BRANO DI ESERCITAZIONE:
• • • •

ELENA ZETA GRIMALDI | Sempre di più, sempre più spesso, sentiamo parlare e, a volte, chiediamo noi stessi, di essere tutti più uguali. Ma, come Schulz faceva dire al suo Linus in una vignetta dei Peanuts, bisognerebbe fare attenzione a quello per cui si prega, perchè poi potrebbe avverarsi. La strada per arrivare alla tanto invocata ‘uguaglianza’ è disseminata di bivi che potrebbero portare a sorprese concettuali non banali.
C’è da interrogarsi sul significato da attribuire a questo termine, da non intendersi come un livellamento sterile verso l’omogeneo, ma la consapevolezza che l’esistenza dell’universo è possibile grazie alla danza delle alterità. A parlarne si ha l’impressione che siano concetti ormai assunti e metabolizzati dalla generalità delle persone, ma la realtà è che la maggior parte di noi si trova ancora a disagio messo di fronte all’altro da sè.
La compagnia Nèon Teatro, già da anni comunanza di «insoliti corpi», continua la sua ricerca di un teatro «non volto a normalizzare lo straordinario, bensì a viverlo» con lo spettacolo Anima mundi che, dopo Ciatu e Invasioni, conclude il Trittico della felicità umana, progetto nato dalla lettura di L’anima del mondo e il pensiero del cuore di James Hillman (Adelphi, 2002).
Alla prima nazionale, nel foyer della sala Verga del Teatro Stabile di Catania una donna attraversa la piccola folla di spettatori a passi lenti, tirandosi dietro un pannello di plexiglass su ruote, e si posiziona all’entrata della platea. Scrive, cancella, riscrive in ogni direzione frasi su frasi, con un tratto d’inchiostro trasparente quasi quanto il suo supporto; chi si avvicina per decifrare quei simboli, per cercare il suo sguardo, non ha successo: è come se nessun altro esistesse oltre lei e le sue parole.

• • • •

Voci salvate
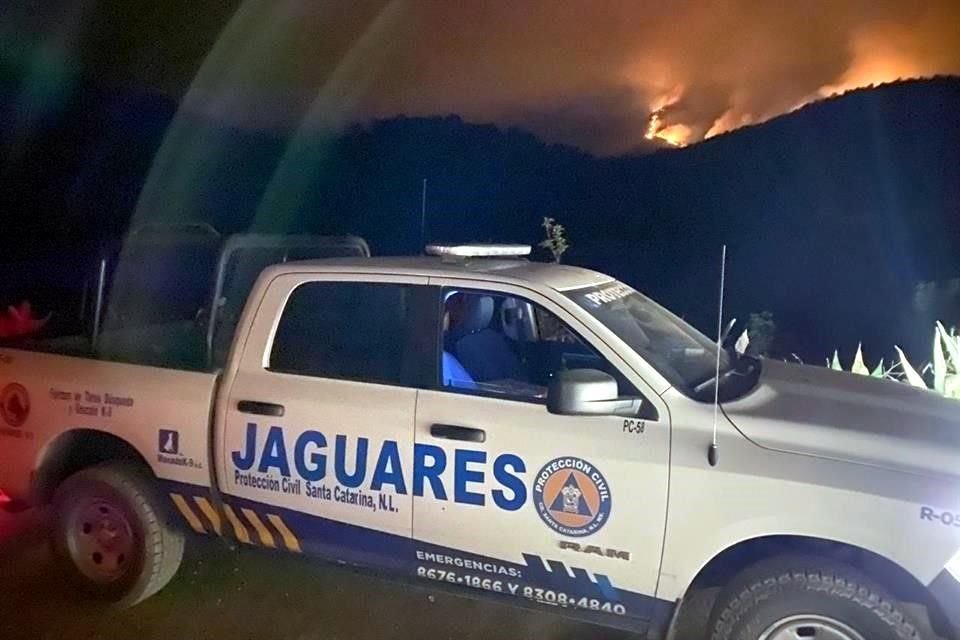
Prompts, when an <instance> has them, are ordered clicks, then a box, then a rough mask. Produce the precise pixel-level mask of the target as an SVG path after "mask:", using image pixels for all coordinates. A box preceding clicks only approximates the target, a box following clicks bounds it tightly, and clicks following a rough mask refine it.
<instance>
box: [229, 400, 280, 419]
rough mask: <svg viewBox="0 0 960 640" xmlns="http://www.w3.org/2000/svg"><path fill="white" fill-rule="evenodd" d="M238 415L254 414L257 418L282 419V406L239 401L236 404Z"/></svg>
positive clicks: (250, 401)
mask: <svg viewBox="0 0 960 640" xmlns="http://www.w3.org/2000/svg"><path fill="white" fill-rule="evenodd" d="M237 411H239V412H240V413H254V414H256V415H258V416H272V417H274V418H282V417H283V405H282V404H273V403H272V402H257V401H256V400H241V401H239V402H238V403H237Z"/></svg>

• • • •

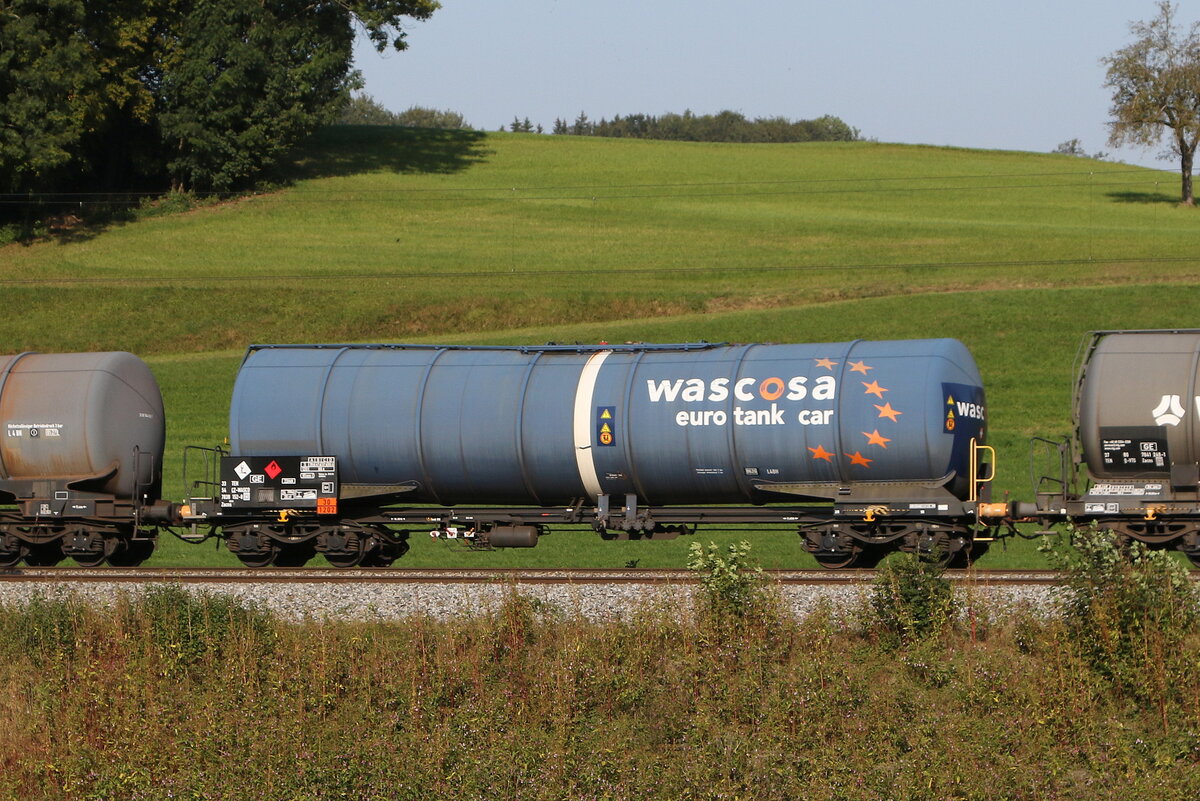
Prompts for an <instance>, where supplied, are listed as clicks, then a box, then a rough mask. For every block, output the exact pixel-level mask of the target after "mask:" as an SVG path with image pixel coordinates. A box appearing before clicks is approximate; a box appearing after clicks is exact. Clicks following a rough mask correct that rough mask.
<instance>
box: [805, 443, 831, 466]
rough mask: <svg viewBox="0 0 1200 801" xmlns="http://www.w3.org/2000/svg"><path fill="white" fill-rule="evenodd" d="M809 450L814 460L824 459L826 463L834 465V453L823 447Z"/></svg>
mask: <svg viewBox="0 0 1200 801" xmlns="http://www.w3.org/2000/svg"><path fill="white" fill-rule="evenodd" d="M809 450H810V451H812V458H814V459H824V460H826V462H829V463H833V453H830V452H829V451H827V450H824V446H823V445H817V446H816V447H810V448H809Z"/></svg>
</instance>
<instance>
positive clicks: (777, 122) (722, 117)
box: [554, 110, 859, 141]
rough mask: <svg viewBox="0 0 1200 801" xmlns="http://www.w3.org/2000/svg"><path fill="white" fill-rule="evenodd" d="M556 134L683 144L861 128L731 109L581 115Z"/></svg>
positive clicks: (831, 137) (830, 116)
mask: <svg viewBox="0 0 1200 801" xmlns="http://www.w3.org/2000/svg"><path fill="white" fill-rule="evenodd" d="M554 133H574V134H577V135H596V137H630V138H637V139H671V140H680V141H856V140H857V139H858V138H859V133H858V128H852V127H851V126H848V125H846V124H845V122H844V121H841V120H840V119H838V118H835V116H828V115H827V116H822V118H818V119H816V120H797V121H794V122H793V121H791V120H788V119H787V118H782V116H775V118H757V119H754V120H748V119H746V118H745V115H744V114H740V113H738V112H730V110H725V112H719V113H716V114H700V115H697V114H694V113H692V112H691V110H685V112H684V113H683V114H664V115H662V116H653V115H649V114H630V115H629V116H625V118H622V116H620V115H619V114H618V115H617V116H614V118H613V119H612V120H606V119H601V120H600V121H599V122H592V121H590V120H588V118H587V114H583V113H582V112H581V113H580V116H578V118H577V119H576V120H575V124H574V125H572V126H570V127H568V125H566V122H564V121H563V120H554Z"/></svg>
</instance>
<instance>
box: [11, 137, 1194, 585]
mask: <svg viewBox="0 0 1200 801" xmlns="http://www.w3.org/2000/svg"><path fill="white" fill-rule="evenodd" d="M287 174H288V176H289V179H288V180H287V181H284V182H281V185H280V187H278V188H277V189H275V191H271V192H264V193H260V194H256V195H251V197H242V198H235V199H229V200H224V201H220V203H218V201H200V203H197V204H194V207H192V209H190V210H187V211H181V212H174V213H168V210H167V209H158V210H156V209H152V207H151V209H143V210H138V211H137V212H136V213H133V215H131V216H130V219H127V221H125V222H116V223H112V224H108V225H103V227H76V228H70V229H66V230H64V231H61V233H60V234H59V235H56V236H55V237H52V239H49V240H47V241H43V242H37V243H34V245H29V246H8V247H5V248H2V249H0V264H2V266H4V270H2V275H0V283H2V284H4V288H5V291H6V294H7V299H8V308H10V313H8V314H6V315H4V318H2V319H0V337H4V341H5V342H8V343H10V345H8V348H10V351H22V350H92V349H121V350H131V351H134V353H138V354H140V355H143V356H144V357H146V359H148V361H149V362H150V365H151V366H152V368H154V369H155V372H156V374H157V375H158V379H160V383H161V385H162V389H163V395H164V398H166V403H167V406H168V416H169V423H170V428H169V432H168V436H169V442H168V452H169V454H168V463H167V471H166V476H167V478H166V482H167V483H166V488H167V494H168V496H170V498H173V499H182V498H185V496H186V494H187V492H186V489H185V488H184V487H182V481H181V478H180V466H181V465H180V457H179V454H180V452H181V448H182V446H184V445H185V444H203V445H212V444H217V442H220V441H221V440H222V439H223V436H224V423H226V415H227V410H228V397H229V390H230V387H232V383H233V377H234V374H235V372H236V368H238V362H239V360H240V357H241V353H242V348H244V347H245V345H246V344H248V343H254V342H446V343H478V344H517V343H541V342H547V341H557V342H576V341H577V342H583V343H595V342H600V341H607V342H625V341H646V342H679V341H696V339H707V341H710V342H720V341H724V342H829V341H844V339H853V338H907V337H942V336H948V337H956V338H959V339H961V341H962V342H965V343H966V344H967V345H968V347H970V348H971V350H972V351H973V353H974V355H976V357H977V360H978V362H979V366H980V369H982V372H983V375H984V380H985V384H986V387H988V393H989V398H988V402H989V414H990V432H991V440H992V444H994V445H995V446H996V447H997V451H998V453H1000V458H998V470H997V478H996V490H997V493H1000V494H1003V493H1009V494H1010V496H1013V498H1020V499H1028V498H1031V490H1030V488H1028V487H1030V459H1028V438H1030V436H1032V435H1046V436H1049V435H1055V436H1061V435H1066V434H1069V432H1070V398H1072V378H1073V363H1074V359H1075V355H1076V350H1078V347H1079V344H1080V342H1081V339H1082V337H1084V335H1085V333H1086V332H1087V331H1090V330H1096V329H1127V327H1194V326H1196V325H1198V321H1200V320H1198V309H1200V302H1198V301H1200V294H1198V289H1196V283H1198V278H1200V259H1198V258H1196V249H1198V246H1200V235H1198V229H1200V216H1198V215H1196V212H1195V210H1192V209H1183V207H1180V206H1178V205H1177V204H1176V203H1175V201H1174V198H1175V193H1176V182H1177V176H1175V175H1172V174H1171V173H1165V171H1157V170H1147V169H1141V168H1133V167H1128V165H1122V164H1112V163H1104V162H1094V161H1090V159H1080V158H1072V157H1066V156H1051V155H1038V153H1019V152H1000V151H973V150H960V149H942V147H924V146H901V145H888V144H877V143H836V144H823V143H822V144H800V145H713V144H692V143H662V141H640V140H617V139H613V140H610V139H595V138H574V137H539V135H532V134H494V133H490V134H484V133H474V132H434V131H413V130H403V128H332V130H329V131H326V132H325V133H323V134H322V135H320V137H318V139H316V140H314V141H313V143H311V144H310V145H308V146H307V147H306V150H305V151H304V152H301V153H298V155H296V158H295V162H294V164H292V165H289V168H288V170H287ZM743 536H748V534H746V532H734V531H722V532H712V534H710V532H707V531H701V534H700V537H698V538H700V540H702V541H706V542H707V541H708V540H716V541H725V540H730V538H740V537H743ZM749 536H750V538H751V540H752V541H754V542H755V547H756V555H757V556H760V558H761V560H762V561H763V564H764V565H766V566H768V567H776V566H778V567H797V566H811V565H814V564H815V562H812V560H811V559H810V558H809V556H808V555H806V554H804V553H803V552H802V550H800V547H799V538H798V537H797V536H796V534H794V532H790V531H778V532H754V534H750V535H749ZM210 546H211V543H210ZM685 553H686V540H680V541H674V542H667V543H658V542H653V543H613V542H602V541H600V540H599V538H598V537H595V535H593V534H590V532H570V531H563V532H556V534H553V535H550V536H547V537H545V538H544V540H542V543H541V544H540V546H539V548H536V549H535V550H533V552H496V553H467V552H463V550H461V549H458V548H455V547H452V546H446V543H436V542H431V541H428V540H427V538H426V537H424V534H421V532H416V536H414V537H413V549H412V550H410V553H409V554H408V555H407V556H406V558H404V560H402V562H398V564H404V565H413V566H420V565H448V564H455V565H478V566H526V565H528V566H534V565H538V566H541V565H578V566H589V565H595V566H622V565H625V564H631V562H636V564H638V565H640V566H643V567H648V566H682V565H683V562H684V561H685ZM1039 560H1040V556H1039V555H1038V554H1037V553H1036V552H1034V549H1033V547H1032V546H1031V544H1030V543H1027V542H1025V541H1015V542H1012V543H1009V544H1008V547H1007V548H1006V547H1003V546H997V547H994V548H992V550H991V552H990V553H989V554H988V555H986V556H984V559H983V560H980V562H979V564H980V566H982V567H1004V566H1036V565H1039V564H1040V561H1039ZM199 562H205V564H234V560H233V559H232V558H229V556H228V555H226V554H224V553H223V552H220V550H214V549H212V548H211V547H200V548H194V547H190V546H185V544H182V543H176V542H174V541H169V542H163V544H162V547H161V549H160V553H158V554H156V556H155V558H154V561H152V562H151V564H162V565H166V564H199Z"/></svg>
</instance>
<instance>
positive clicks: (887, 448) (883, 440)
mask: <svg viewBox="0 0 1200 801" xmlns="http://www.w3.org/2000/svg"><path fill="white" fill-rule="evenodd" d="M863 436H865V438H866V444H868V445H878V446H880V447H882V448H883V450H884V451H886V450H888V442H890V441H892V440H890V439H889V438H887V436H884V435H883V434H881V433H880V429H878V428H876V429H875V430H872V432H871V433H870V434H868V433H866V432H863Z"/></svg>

• • • •

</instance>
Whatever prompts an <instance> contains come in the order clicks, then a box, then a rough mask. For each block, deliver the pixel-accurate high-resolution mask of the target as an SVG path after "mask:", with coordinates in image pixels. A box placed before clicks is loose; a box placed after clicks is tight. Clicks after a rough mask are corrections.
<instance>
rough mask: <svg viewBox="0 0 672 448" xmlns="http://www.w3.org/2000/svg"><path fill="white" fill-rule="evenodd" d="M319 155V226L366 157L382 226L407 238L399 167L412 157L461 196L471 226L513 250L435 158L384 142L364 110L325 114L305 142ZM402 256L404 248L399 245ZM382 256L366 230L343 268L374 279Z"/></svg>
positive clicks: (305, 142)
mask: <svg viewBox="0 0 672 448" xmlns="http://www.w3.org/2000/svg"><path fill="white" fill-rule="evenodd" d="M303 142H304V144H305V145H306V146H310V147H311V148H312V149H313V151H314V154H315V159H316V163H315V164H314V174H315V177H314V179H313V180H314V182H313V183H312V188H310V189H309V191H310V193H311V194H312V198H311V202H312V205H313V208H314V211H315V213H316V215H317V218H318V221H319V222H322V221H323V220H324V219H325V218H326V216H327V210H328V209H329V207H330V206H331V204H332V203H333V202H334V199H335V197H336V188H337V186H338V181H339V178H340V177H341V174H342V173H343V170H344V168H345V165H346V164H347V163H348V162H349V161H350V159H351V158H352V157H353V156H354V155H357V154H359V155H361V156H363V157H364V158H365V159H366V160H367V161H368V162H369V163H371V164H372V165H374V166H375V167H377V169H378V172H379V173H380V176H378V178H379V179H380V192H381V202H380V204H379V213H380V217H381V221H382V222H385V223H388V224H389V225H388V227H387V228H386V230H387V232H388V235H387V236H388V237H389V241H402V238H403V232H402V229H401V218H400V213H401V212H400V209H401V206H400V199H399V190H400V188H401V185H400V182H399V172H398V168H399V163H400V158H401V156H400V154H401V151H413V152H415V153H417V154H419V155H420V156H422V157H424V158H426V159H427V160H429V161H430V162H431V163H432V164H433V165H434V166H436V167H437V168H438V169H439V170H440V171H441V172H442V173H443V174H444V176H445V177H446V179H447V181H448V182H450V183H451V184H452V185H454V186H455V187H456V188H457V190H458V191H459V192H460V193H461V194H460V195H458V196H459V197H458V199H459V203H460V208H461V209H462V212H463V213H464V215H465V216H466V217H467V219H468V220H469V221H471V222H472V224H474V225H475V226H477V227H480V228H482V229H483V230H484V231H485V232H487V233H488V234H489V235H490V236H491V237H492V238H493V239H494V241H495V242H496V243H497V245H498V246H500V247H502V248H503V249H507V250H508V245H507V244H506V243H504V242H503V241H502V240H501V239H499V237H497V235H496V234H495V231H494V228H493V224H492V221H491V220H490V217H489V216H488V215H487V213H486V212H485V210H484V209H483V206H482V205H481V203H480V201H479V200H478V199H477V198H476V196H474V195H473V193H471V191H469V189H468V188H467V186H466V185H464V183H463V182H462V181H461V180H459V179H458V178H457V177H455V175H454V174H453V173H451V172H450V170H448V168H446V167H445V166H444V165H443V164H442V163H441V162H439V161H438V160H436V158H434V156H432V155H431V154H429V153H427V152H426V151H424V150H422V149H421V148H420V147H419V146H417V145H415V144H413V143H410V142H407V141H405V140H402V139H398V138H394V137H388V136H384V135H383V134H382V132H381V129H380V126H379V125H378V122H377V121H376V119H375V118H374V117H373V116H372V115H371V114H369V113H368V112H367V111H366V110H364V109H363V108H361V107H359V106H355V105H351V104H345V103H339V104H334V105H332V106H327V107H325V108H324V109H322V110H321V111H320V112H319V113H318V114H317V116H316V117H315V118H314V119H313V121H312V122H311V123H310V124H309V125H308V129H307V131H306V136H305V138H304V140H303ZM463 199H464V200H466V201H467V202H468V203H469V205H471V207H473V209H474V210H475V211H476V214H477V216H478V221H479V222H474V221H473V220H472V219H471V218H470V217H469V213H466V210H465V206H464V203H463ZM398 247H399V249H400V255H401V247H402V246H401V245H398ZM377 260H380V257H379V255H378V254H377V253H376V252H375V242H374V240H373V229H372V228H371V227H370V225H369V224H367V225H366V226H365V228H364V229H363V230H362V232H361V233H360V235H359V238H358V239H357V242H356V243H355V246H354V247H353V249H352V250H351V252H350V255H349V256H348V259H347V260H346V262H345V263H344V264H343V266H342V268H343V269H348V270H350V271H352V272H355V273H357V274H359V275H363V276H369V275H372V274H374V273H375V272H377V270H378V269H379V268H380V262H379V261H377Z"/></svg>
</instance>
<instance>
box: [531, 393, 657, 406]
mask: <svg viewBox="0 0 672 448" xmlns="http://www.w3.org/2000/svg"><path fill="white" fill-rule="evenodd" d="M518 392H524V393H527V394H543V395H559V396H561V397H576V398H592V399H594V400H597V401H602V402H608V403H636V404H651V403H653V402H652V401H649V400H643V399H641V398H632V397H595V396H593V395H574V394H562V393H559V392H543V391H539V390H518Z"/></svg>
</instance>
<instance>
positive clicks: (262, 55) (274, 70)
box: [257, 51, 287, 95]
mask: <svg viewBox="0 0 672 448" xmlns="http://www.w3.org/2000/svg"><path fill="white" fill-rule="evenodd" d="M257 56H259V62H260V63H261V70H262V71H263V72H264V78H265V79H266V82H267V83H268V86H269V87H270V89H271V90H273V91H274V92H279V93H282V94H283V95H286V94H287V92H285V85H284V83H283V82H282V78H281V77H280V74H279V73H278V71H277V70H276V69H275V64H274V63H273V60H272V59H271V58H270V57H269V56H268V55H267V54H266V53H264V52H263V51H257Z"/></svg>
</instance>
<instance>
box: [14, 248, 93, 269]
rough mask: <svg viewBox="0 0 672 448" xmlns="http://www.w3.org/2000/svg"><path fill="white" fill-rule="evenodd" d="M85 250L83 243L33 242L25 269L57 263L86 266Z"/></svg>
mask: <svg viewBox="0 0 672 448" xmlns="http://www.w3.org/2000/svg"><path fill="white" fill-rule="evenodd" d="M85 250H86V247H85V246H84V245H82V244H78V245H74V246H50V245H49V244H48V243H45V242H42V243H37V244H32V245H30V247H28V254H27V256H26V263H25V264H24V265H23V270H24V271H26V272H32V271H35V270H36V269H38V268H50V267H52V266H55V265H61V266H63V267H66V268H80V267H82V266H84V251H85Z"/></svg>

• • • •

USANDO LE INFORMAZIONI:
• 1. Riscrivi il brano sullo spettacolo Anima mundi da "ELENA ZETA GRIMALDI" a "concettuali non banali.", sostituendo "vignetta" con "striscia".
• 2. Riprendi il brano sullo spettacolo Anima mundi e prosegui il testo dal punto in cui si interrompe.

RISPOSTE ALLE CONSEGNE:
• 1.
ELENA ZETA GRIMALDI | Sempre di più, sempre più spesso, sentiamo parlare e, a volte, chiediamo noi stessi, di essere tutti più uguali. Ma, come Schulz faceva dire al suo Linus in una striscia dei Peanuts, bisognerebbe fare attenzione a quello per cui si prega, perchè poi potrebbe avverarsi. La strada per arrivare alla tanto invocata ‘uguaglianza’ è disseminata di bivi che potrebbero portare a sorprese concettuali non banali.

• 2.
In sala, tra il chiacchiericcio d’attesa indifferente alla scena, un’altra donna allunga i suoi passi sul palcoscenico, seguita da un lungo strascico di plastica che le funge da gonna; movimenti lenti, delicati, precisi, che contrastano con la forza necessaria a issarsi sulla corda, e restare seduta là, nel vuoto, immobile, in solitaria attesa. S’intravede di nuovo la donna col pannello di plexiglass, cammina intorno alle poltrone, esce con discrezione da una porta laterale. Nei minuscoli interstizi dei nostri saluti, nei respiri tra una frase e l’altra, questi corpi vivono intanto, discreti.
Gli stessi corpi che ci si presentano, moltiplicati, all’abbassarsi delle luci: spezzati, camminano claudicanti senza una scarpa, isolati, ognuno monade sulla sua seduta, ma uniformati dall’intimo color carne che li veste e li spoglia insieme, dalle mascherine ffp2, dello stesso colore, che deformano i profili rendendoli quasi inumani. Poi, quando tutto sembra fermo, Monica Felloni, con un lungo mantello di plastica, entra dal corridoio della sala: regista, profeta, sciamana della comunità di corpi sul palco e in platea, alito di vento che scompiglia l’immobilità. La sua voce registrata ci guida attraverso i quadri dello spettacolo, aleggia nella sala − proviene da un altro mondo? È immanente nell’anima collettiva? −, concede momenti di tregua meditativa dalla foga dei corpi che si affannano nel mantenersi in vita.
È un rituale collettivo quello a cui prendiamo parte, si svolge davanti ai nostri occhi e inonda la nostra anima di emozioni forti, di domande, di dubbi, che vengono suscitati per poi lasciare che si spengano nelle immagini oniriche che ci si offrono. Docce purificatrici di sale e mais, lavaggi cerimoniali di pittura che fanno incontrare i corpi e li liberano dall’asfissia dei teli di plastica, figure che si sdoppiano in sagome d’ombra sugli sfondi irradiati di luce o di altrettanto evocative cartoline-collage di pennellate e parole.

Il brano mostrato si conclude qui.